ENTRIES SHOWN
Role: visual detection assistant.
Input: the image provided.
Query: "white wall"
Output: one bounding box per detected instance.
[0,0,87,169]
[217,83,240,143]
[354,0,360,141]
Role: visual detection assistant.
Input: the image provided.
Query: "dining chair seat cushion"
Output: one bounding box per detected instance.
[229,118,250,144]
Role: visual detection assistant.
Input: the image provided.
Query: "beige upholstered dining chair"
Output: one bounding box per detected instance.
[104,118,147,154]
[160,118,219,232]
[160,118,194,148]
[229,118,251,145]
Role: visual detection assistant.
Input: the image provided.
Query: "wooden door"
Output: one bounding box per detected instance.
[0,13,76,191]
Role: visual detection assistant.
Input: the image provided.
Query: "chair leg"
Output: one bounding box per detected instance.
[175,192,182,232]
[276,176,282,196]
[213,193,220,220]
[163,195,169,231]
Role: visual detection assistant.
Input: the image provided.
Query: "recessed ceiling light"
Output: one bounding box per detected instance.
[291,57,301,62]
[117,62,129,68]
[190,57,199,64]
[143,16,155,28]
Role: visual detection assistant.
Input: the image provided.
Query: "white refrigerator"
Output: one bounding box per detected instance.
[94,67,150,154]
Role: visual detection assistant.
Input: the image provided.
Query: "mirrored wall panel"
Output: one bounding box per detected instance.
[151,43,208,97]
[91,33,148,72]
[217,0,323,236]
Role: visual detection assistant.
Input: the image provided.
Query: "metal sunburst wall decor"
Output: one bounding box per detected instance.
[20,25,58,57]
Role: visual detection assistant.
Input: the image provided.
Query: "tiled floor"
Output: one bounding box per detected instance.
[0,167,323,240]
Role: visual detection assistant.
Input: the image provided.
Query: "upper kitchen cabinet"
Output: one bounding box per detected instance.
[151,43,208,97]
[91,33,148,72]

GIVEN PROBLEM
Quote the listing above exactly, everything from the start down to the line containing "[354,0,360,141]", with both ends included.

THE OUTPUT
Role: visual detection assistant.
Input: the image provided.
Query: "white wall"
Output: one bounding box per detected instance.
[0,0,87,169]
[217,83,240,143]
[354,0,360,141]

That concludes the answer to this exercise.